● AIM
Report how many of the lines that follow contain the string "below", matching case exactly. Give only the number.

● ENTRIES
-- Begin --

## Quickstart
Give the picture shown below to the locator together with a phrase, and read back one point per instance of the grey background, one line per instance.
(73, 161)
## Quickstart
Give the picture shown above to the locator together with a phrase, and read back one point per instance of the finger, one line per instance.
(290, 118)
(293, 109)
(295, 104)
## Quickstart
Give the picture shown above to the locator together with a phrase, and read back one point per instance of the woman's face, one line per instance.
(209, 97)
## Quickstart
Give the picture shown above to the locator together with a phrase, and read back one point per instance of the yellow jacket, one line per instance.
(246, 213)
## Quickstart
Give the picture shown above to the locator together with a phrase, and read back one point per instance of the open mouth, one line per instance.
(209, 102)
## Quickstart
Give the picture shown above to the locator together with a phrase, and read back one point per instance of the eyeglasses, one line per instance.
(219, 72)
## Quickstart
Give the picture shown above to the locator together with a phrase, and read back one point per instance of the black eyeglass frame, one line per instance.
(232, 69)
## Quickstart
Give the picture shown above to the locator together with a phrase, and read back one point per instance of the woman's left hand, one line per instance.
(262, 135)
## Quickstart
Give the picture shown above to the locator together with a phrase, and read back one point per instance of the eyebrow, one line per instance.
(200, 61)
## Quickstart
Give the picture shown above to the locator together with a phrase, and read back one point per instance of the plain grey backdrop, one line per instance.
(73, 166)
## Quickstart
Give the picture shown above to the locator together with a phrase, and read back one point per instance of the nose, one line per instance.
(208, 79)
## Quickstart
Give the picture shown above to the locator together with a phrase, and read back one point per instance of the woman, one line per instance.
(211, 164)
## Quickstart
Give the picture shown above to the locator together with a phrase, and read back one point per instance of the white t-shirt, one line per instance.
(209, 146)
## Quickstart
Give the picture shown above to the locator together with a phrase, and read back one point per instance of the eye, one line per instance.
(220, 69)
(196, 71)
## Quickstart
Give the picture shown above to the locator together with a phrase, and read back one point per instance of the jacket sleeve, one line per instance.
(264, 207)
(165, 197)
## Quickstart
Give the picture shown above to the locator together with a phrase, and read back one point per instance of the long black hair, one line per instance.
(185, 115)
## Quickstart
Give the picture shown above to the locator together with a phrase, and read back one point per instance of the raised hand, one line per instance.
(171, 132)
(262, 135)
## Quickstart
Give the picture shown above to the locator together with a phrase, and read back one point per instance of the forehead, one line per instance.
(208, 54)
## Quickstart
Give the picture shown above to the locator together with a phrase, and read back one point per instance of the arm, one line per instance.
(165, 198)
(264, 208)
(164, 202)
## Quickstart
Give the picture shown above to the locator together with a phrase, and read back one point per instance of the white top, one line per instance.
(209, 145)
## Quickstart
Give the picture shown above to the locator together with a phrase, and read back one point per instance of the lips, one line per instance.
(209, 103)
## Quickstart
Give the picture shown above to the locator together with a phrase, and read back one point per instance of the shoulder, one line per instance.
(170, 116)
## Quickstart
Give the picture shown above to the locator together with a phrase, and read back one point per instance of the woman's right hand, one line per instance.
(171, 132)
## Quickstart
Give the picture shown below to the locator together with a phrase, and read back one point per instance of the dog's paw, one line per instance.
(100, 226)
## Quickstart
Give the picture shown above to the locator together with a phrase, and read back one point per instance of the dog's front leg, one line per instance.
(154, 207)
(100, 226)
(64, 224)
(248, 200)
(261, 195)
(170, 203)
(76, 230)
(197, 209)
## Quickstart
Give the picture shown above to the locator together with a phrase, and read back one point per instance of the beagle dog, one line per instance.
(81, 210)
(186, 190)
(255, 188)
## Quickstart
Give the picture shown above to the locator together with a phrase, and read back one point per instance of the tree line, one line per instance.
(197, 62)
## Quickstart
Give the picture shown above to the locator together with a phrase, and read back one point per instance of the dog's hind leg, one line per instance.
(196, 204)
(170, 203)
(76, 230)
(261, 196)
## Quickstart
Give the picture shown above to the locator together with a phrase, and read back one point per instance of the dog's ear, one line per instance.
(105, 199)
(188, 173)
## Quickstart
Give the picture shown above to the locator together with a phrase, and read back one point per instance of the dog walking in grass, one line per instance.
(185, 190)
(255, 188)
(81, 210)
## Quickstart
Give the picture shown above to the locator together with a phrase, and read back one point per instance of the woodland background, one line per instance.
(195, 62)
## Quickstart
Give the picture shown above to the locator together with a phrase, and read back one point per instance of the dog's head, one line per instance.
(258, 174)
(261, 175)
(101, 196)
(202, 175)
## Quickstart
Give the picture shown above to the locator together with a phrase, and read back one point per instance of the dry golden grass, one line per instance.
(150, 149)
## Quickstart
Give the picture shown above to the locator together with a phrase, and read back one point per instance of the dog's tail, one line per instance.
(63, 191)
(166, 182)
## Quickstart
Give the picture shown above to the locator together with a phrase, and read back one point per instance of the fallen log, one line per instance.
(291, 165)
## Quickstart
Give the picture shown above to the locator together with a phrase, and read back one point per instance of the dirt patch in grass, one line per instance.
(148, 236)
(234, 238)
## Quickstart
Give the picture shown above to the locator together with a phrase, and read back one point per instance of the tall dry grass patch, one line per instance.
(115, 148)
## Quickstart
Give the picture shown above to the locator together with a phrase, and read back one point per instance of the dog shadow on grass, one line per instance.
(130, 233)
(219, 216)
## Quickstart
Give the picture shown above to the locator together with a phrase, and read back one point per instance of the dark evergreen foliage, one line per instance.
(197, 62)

-- End --

● OUTPUT OF THE EXERCISE
2